▶ Instructions for the task:
Copy out, character for character, the part of the lines below that starts with the line containing "Study the photograph above. Where on each instance of the fence" and ends with the line containing "Target: fence post", keeping both of those lines.

--- Start of Dataset entries ---

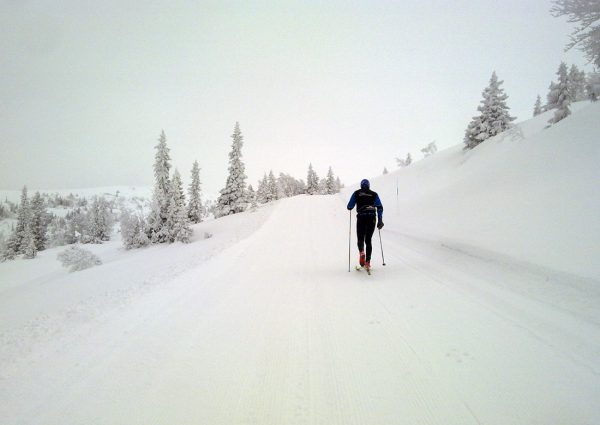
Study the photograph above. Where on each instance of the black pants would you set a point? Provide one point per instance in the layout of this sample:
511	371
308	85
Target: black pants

--- End of Dataset entries ---
--- Start of Dataset entries ---

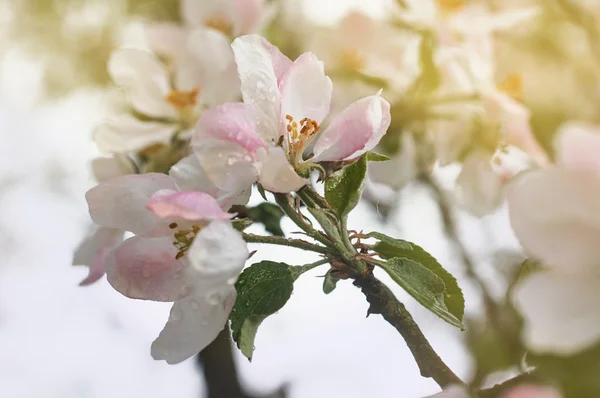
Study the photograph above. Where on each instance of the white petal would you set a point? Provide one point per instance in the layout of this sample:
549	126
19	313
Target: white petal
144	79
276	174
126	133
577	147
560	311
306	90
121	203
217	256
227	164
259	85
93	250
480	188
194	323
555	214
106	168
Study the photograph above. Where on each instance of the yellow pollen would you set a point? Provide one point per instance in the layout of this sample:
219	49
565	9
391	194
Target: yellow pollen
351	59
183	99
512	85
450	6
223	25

--- End of Dataset entries ---
--- Start of Dataset entries ---

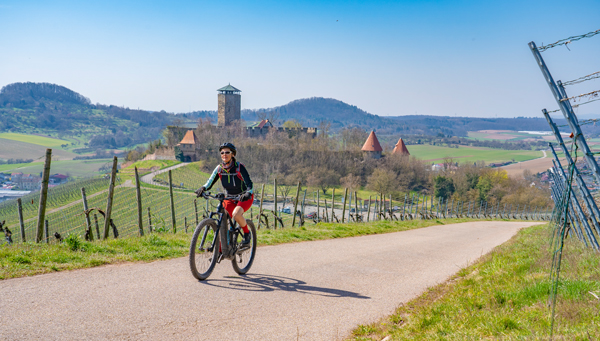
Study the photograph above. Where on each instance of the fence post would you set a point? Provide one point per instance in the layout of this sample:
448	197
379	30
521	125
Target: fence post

--- End of Dataset entries ---

▶ Solution to the problem:
Study the photograph above. Where on each instance of the fence post would you set a point? Provide one point per instance in the layout of this sample:
448	197
379	30
521	125
Target: fence post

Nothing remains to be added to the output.